** Start of MATERIALS PROVIDED **
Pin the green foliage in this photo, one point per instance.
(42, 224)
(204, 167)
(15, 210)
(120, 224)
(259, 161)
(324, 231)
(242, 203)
** End of MATERIALS PROVIDED **
## [WHAT THE TASK REQUIRES]
Repeat the records above exactly, from the first line to the last.

## [RESULT]
Pin the green foliage in this photo, one point per instance.
(42, 224)
(204, 167)
(15, 210)
(120, 224)
(259, 161)
(324, 231)
(242, 203)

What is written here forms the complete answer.